* **Directions for this task**
Give the material once more, word for word, without any images.

* **Exercise materials**
==========
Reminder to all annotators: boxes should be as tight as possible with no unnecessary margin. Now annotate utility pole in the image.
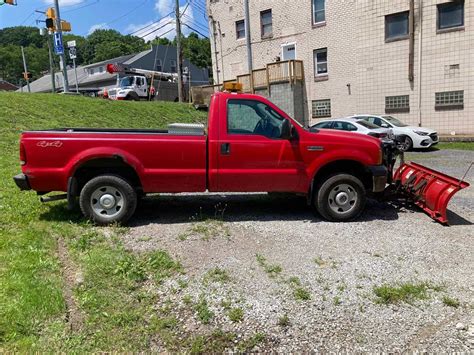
[21,46,31,93]
[244,0,253,91]
[54,0,69,93]
[174,0,183,102]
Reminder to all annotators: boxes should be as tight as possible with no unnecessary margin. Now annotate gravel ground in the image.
[123,151,474,352]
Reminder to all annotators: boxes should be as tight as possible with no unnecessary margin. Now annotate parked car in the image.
[311,118,392,138]
[351,115,439,151]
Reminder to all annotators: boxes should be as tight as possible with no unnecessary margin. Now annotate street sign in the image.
[54,32,64,55]
[69,47,77,59]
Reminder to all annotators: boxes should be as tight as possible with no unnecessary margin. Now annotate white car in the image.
[350,115,439,151]
[310,118,392,139]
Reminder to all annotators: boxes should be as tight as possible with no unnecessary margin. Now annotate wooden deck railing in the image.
[192,60,304,106]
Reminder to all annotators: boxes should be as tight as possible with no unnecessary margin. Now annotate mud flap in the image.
[393,162,469,225]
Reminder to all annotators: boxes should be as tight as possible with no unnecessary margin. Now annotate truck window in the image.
[227,100,285,138]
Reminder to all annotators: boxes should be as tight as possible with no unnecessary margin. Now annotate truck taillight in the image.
[20,143,26,165]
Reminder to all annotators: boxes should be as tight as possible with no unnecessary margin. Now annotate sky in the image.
[0,0,209,41]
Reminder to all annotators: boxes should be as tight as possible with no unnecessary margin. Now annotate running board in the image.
[393,162,469,225]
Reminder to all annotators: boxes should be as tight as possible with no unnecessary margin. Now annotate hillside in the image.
[0,93,207,130]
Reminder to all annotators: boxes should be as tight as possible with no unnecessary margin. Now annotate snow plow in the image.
[393,162,469,225]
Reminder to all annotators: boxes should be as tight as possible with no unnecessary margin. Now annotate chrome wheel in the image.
[328,184,358,214]
[90,186,125,218]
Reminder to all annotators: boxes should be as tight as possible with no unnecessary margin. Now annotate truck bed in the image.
[22,128,207,192]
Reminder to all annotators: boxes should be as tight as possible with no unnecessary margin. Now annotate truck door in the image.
[217,98,304,192]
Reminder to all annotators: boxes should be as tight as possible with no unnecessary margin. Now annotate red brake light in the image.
[20,142,26,165]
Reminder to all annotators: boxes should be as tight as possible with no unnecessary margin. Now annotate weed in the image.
[443,296,461,308]
[204,267,230,283]
[293,287,311,301]
[255,254,283,277]
[277,314,290,327]
[195,296,214,324]
[227,307,244,323]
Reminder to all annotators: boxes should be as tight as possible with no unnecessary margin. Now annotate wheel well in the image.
[310,160,372,199]
[71,157,143,196]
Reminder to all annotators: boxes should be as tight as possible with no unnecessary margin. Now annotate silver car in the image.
[310,118,393,139]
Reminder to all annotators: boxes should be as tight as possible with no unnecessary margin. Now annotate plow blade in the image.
[394,162,469,225]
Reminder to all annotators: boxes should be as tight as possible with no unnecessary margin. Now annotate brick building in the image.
[207,0,474,134]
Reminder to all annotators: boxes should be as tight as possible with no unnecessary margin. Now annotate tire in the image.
[79,175,137,225]
[315,174,366,222]
[400,136,413,152]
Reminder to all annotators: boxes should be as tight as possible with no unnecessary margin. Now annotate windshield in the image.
[356,120,380,129]
[120,76,133,88]
[382,116,408,127]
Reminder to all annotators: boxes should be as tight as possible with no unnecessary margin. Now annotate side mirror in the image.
[280,119,295,139]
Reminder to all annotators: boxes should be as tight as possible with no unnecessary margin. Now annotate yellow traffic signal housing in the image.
[46,7,56,19]
[61,20,72,32]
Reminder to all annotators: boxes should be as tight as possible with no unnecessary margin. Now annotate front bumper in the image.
[369,165,388,192]
[13,174,31,191]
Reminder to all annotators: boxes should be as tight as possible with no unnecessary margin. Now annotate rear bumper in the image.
[13,174,31,191]
[368,165,388,192]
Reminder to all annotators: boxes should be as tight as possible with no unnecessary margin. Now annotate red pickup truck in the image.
[14,92,468,224]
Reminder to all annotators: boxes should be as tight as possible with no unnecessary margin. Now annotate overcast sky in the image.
[0,0,208,40]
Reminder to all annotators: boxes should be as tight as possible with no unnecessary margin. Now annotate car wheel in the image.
[399,136,413,152]
[79,175,137,225]
[315,174,366,222]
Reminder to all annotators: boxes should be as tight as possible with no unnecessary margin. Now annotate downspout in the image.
[418,0,423,127]
[209,15,220,84]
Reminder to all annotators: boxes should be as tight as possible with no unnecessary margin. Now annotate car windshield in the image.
[382,116,408,127]
[356,120,380,129]
[120,76,133,88]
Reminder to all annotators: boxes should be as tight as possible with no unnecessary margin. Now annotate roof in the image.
[0,79,18,91]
==========
* **Output for this task**
Reminder to all annotators: boxes should be as tight as possible with no unnecessary margin. Now annotate utility pole in the image.
[21,46,31,93]
[244,0,253,91]
[54,0,69,93]
[174,0,183,102]
Reminder to all annotators: boxes should be as tight as possible with no unnecessary margin. Now annotate gravel ground in the image.
[123,151,474,352]
Reminder to all annotators: boxes should be as tight as possible with no unnecessary margin. Now annotate parked car in the image.
[311,118,392,138]
[351,115,439,151]
Reminder to all annotators: boxes should be as tight as possible with no unnecessary margin. Now annotate street sign in the image.
[54,32,64,55]
[69,47,77,59]
Reminder to all annotators: boxes should be as tight as possible with no unnecessary margin. Now annotate white car in the image.
[350,115,439,151]
[310,118,392,139]
Reminder to all annotators: boxes should be as tight as possible with no unnecessary margin. Now annotate wooden deck railing in the image.
[192,60,304,106]
Reminder to all annotators: boxes should be as tight as possible with no unnecessary margin. Now annotate mud flap in the image.
[393,162,469,225]
Reminder to all annotators: boxes should be as tight as possible with no unnecessary margin. Now annotate truck window in the image.
[227,100,285,138]
Reminder to all annotators: boxes should be as tight as possible with no unnecessary margin. Now annotate truck taillight in the image.
[20,143,26,165]
Reminder to all annotators: boxes should be as tight as possible with no unnecessary margin. Now annotate sky in the image.
[0,0,209,41]
Reminder to all annotators: boxes should be as tight as possible with no unnecessary margin. Now annotate running board in the image.
[393,162,469,225]
Reminder to all annotators: boxes should be as tight as possible with no unnecessary margin. Now annotate hillside in the image.
[0,93,207,130]
Reminder to all annotators: boxes should be as tight as possible with no unnecessary margin. Now annotate snow plow in the image.
[393,162,469,225]
Reminder to all annotators: boxes should be as tight as possible with no unnecessary margin. Now annotate chrome wheel in the image.
[328,184,358,214]
[90,186,125,218]
Reminder to all annotators: boxes should be as tight as possible with no unnecessary margin. Now annotate truck bed in the image.
[22,128,207,192]
Reminder to all annotators: boxes should be as tight as possible with no unnecessary margin. Now annotate truck door in the image.
[217,98,304,192]
Reminder to all annotators: boxes should be as tight as possible with no unnecessary margin. Now annotate red brake light in the image.
[20,142,26,165]
Reminder to all annotators: boxes should be as tight as possible with no unnecessary margin. Now annotate weed in the image.
[443,296,461,308]
[204,267,230,283]
[293,287,311,301]
[255,254,283,277]
[277,314,290,327]
[195,296,214,324]
[227,307,244,323]
Reminder to all annotators: boxes should be as tight as possible with no unnecessary margin. Now annotate wheel well in the image.
[310,160,372,199]
[71,157,143,196]
Reminder to all annotators: boxes should be as tight as possible with no unnecessary margin. Now annotate silver car in the image.
[310,118,393,139]
Reminder to all annotators: boxes should be as tight as possible with no unnecessary margin. Now annotate plow blade in the image.
[394,162,469,225]
Reminder to all annotators: boxes should be as tight as possible with no unnecessary margin. Now annotate brick building in the image.
[207,0,474,134]
Reminder to all annotators: boxes should be as tight as possible with no unnecessary margin. Now annotate tire in the image.
[79,175,137,225]
[315,174,366,222]
[400,136,413,152]
Reminder to all annotators: boxes should be as tight as possible with no unnecessary margin. Now annotate windshield in the image.
[356,120,380,129]
[120,76,133,88]
[382,116,408,127]
Reminder to all annotators: boxes should be as tight as possible with no unnecessary margin. Now annotate side mirror in the image.
[280,119,295,139]
Reminder to all annotators: boxes should be as tight as possible with no unnecessary margin. Now annotate yellow traffic signal housing in the image.
[46,7,56,19]
[61,20,72,32]
Reminder to all annotators: boxes should be as tight as possible with no unnecessary margin. Now annotate front bumper in the image.
[369,165,388,192]
[13,174,31,191]
Reminder to all annotators: boxes should be as tight as possible with no unnecessary margin. Now annotate rear bumper in the image.
[13,174,31,191]
[368,165,388,192]
Reminder to all annotators: boxes should be as tight as possible with no unnecessary margin. Now annotate red pickup truck in the image.
[14,92,468,224]
Reminder to all annotators: boxes should be as tight as possible with no unnecessary margin. Now annotate overcast sky in the image.
[0,0,208,40]
Reminder to all annotators: boxes should be as tight as possible with no unnecessary margin. Now annotate car wheel in the image.
[399,136,413,152]
[79,175,137,225]
[315,174,366,222]
Reminder to all annotators: boxes should be as tight as possible with no unnecessary margin. Now annotate downspout in the image.
[418,0,423,127]
[209,15,220,84]
Reminder to all annotators: boxes should be as tight as possible with no unnecessary margin. Now annotate car windshield in the image.
[382,116,408,127]
[356,120,380,129]
[120,76,133,88]
Reminder to all annotators: boxes should be as tight as possible with no unnecessary margin. Now annotate roof in the image.
[0,79,18,91]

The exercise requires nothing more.